» Texte source:
....................
Faut-il croire au destin ou à la seule volonté ? Sommes-nous les jouets ou les acteurs de l'Histoire ? Ce qui est sûr, en tout cas, c'est que ce trimestre a placé — ou replacé — sur le devant de la scène internationale un bouquet de personnalités aux trajectoires totalement atypiques. Des personnalités dont notre Rédaction a tenté d'évaluer l'influence réelle et de prévoir les choix futurs.
Étrange destinée, en effet, que celle d'Angela Merkel, 45 ans, fille de pasteur, originaire de la RDA, entrée en politique après la chute du Mur et devenue, aujourd'hui, la « star » incontestée de l'Allemagne réunifiée. Première femme et première citoyenne de l'« Est » à présider la CDU, Mme Merkel parviendra-t-elle à donner une nouvelle jeunesse à son parti et à accéder, après Schröder, à la Chancellerie ?
Étrange destinée, aussi, que celle d'Abdoulaye Wade, avocat, agrégé de sciences économiques, plusieurs fois privé frauduleusement de sa victoire par Abdou Diouf et élu, finalement, après quatre tentatives infructueuses, à la magistrature suprême. A 74 ans, l'idole de la jeunesse sénégalaise saura-t-elle inscrire rapidement dans les faits ce fameux « changement » qui lui a servi de bannière pendant sa campagne ?
Étrange destinée, toujours, que celle de Hillary Clinton, rarissime variété d'épouse de Président en exercice qui se lance à l'assaut d'un siège de sénateur et qui, chemin faisant, prend très librement position sur tous les grands dossiers que continue de gérer son époux — de l'éducation et de la santé au statut de Jérusalem, en passant par l'Otan et la Serbie !
Madame Clinton recevra-t-elle, un jour, Madame Merkel à la Maison-Blanche ?
Étrange destinée, enfin, que celle du nouveau « tsar » Vladimir Poutine, ancien membre du KGB devenu dauphin de Boris Eltsine grâce à des tractations interlopes et dont la popularité, quasi instantanée, doit presque tout à l'éradication des Tchétchènes… Entouré de collaborateurs sortis comme lui des services secrets, adepte d'une reprise en main musclée de la Russie, pourquoi Vladimir Poutine est-il à ce point encensé par ceux-là mêmes qui, en Occident, ne parlent habituellement que de liberté et de démocratie ?
....................
» Lignes de données:
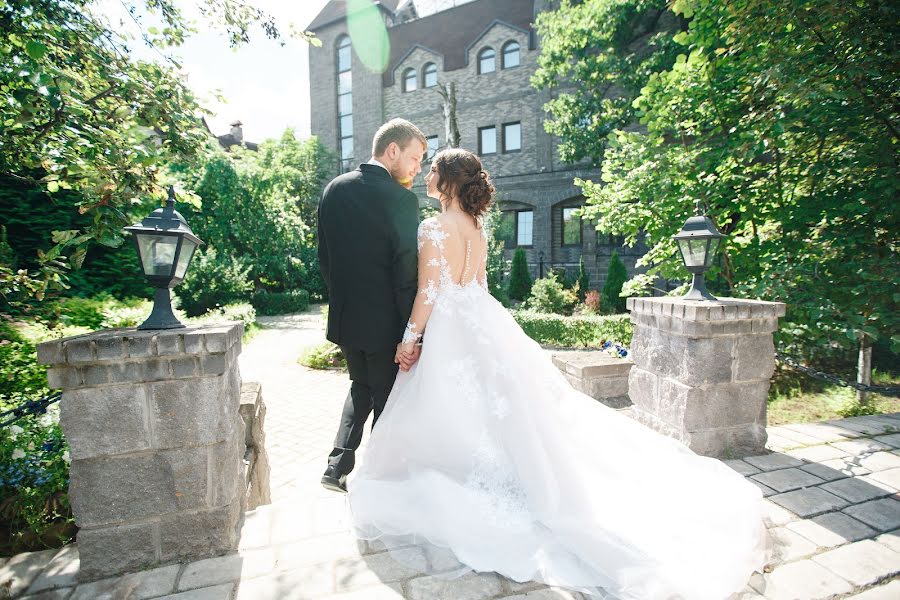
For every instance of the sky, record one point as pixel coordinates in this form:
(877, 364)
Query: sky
(265, 85)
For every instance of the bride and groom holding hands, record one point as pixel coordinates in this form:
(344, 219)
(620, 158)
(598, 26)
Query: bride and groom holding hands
(484, 458)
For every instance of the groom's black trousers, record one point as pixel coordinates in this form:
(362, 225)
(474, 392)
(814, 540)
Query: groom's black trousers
(372, 375)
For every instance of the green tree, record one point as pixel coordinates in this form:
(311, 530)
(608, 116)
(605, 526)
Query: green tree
(79, 113)
(493, 224)
(255, 206)
(519, 277)
(596, 55)
(583, 280)
(781, 118)
(616, 276)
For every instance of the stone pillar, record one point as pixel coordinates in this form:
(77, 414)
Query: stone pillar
(701, 371)
(156, 440)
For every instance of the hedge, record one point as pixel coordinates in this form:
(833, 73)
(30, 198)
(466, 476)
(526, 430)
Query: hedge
(577, 330)
(280, 303)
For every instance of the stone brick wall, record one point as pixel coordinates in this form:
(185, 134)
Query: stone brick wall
(701, 371)
(156, 440)
(534, 176)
....................
» Exercices:
**A.** Répondez aux questions suivantes d'après le texte sur les personnalités politiques.
(i) Quel âge a Angela Merkel ?
(ii) Après combien de tentatives infructueuses Abdoulaye Wade a-t-il été élu à la magistrature suprême ?
(iii) De quelle organisation Vladimir Poutine est-il un ancien membre ?
**B.** Extrayez du texte sur les personnalités politiques le passage allant de « Étrange destinée, en effet, que » jusqu'à « sa campagne ? » inclus.
**C.** Poursuivez le texte sur les personnalités politiques au-delà de sa dernière phrase.

» Réponses dans l'ordre:
**A.**
(i) 45 ans.
(ii) Quatre.
(iii) Le KGB.

**B.**
Étrange destinée, en effet, que celle d'Angela Merkel, 45 ans, fille de pasteur, originaire de la RDA, entrée en politique après la chute du Mur et devenue, aujourd'hui, la « star » incontestée de l'Allemagne réunifiée. Première femme et première citoyenne de l'« Est » à présider la CDU, Mme Merkel parviendra-t-elle à donner une nouvelle jeunesse à son parti et à accéder, après Schröder, à la Chancellerie ?
Étrange destinée, aussi, que celle d'Abdoulaye Wade, avocat, agrégé de sciences économiques, plusieurs fois privé frauduleusement de sa victoire par Abdou Diouf et élu, finalement, après quatre tentatives infructueuses, à la magistrature suprême. A 74 ans, l'idole de la jeunesse sénégalaise saura-t-elle inscrire rapidement dans les faits ce fameux « changement » qui lui a servi de bannière pendant sa campagne ?

**C.**
Ces personnages emblématiques et leurs mystères n'ont pas suffi, on s'en doute, à étancher notre curiosité. C'est pourquoi ce Numéro de printemps braque également le projecteur sur tous les grands débats de fond du moment et sur les principaux sujets d'actualité.
Débats de fond.
Que révèle, au juste, l'anti-américanisme qui taraude, de façon récurrente, de nombreuses élites européennes ? Le libéralisme économique a-t-il définitivement vaincu ? La libéralisation des échanges va-t-elle nécessairement de pair avec une élévation du niveau de vie ? Que peut être une « mondialisation à visage humain » ? Existe-t-il des recettes pour transformer une économie handicapée en modèle de croissance ? La « 3e voie » (à la Tony Blair) est-elle réellement un modèle politique nouveau ? Quel est l'avenir de la paix et de la guerre en Europe ? Le droit international humanitaire est-il toujours adapté aux réalités de ce siècle ? La souveraineté ne sert-elle pas, trop souvent, d'alibi aux dictateurs les plus sanguinaires ? Faut-il élargir les limites du droit d'ingérence ?
Pour répondre à ces questions essentielles, nous avons, comme à l'accoutumée, fait appel aux meilleurs experts.
Actualité.
Là encore, nous nous sommes efforcés de ne négliger aucun enjeu décisif, que ces enjeux soient plus ou moins spectaculaires et qu'ils se situent ou non sur le Vieux Continent.
Pour ce qui est du Vieux Continent, on ne s'étonnera guère de voir traités, dans ces pages, des thèmes aussi variés que la guerre en Tchétchénie, les bruits de bottes en Serbie, le rapprochement russo-biélorusse ou les aspirations européennes des anciens satellites de Moscou.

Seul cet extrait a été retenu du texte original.